= Problem =
Look through the records below, and copy out every line that holds the string "building".

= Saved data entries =
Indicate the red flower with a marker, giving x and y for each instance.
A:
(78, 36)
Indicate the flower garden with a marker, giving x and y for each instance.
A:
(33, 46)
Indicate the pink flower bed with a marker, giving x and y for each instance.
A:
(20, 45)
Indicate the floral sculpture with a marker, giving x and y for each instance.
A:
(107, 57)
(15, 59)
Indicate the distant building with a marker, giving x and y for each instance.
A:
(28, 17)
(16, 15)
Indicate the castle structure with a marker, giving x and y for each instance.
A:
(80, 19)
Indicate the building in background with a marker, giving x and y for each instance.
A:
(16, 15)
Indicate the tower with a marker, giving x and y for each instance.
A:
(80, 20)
* * *
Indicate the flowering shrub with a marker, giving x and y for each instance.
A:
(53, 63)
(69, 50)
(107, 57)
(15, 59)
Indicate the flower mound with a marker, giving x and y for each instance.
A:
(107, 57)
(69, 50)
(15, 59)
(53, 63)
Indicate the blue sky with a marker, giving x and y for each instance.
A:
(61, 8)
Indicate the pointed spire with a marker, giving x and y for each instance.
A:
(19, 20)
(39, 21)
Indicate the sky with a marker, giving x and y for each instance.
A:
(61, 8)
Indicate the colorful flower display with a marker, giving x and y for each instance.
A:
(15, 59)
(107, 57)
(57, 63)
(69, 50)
--
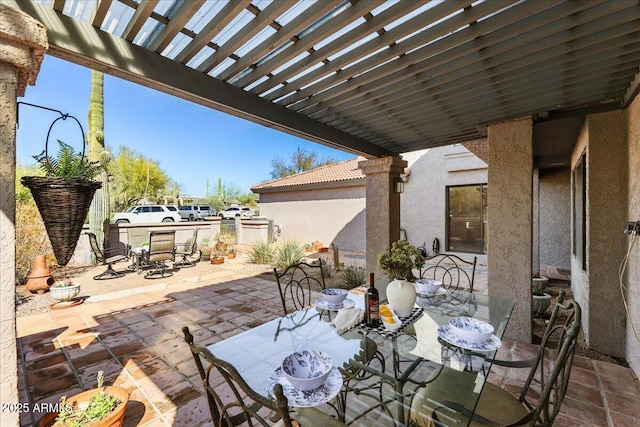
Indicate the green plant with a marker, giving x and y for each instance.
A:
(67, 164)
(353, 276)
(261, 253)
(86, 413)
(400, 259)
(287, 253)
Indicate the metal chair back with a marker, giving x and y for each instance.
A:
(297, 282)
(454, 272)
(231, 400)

= Answer below =
Indicate the distant building with a marker, giving x and y for each instance.
Indicate the building in background with a marker, giving x and y for each instance.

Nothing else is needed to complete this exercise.